- WHAT TO PRODUCE:
Please copy out the items below, substituting "test set" for each occurrence of "evaluation set" and leaving everything else unchanged.

Recorded data

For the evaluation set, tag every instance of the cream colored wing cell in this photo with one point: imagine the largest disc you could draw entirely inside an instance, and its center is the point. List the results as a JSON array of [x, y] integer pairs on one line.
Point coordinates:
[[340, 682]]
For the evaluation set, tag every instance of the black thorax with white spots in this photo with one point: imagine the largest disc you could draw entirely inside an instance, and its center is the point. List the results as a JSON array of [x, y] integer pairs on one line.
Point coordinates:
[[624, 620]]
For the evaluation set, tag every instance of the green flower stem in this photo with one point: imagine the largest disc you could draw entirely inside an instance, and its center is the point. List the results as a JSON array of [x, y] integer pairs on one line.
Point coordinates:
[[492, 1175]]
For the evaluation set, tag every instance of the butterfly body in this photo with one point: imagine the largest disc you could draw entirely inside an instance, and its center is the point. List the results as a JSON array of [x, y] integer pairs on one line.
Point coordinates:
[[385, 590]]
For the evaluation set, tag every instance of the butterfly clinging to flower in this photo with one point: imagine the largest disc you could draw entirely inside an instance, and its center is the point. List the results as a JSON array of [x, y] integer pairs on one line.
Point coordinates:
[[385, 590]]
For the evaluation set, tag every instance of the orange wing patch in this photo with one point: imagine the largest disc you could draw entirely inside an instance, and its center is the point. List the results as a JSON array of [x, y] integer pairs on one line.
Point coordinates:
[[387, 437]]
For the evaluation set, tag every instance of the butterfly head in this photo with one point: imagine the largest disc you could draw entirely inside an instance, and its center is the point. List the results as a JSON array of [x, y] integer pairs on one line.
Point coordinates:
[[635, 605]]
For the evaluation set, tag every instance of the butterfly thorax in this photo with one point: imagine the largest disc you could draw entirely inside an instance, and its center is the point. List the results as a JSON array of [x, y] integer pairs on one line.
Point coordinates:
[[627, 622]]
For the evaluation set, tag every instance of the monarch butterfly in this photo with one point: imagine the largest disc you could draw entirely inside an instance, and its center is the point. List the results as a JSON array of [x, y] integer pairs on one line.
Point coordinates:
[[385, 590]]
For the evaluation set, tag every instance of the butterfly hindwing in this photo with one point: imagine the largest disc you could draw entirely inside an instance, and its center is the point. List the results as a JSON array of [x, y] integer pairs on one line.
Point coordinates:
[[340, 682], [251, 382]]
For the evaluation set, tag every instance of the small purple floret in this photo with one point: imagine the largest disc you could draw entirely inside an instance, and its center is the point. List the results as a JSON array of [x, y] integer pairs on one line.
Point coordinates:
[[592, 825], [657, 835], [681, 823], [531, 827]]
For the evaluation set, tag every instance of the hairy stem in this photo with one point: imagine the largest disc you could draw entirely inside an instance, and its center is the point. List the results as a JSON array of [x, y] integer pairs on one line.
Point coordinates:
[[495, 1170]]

- ANSWER BELOW:
For the test set, tag every instance of the cream colored wing cell in this photo with one point: imagine the largest disc you could draw entirely inside an instance, and its center is the point. List the results as a JSON array of [x, y] integer pairs on one line.
Point coordinates:
[[340, 682]]
For the test set, tag every instance of the black thorax with white spots in this photo with one point: imagine the largest disc you could draw entirely inside an instance, and its center is the point. List the results as a JSON array of [x, y] integer pairs on one line.
Point coordinates:
[[624, 620]]
For the test set, tag every instance of the green flower stem in this photo with one point: imagine the largest disc you could draw entirely inside an instance, and its center is the point. List the results as a JSON array of [x, y] integer pairs on one line.
Point coordinates:
[[492, 1175]]
For the test set, tag every instance of the butterfly body in this photo with one point: imagine the largest disc you could draw entirely inside an instance, and its center is the point. List the results as a JSON array of [x, y] integer pairs on one line.
Point coordinates:
[[385, 590]]
For the test set, tag every instance of the butterfly clinging to flower in this photo with one point: imagine the largest disc you could draw entirely inside an instance, and its center is the point. List the results as a JSON array of [x, y] integer pairs on one line.
Point coordinates:
[[385, 590]]
For the test set, tag every instance of the orange wing patch in this photo with one point: imagine the largest disc you could draw entirely inside an instance, and its center is the point. List the results as a JSON array of [x, y] integer pairs on one line.
Point coordinates:
[[387, 437]]
For the test set, tag every instance of the butterfly head in this photo with one point: imagine the largest disc you could draw entirely inside an instance, and its center is the point. List the results as a JSON array of [x, y] integer pairs on one line.
Point coordinates:
[[635, 605]]
For the test set, tag every instance of the butterfly thorax in this photo with one point: imagine the largest disc you could draw entirely inside an instance, and its center is the point. List the results as a JSON array of [x, y] integer pairs on one line.
Point coordinates:
[[627, 622]]
For the test set, tag every instance of the monarch butterfly in this photo with one point: imagine the largest disc you could draw entirely inside an instance, and its center is the point. List the results as a JSON array of [x, y] integer pairs on one line.
Point coordinates:
[[385, 590]]
For the test set, tag every instance of the butterfly hindwing in this photo with one point: imagine the largest disc you could draw entirely inside an instance, and its center is the point. List the results as a JSON array of [x, y] integer pairs on one line.
Point coordinates:
[[340, 682], [251, 382]]
For the test set, tag every instance of the small purple floret in this photo with one point: imagine the largest disc you could draw entirely inside an instance, and its center is the point. List the results as a JSON array of [x, y] integer pairs on one line.
Point coordinates:
[[592, 825], [657, 835], [681, 823], [531, 827]]
For the test set, tag every instance of the hairy stem in this photo with one point: imagine the largest disc you could draw entirely inside an instance, and its center is the point. List the results as a JSON array of [x, y] integer pairs on one line.
Point coordinates:
[[495, 1170]]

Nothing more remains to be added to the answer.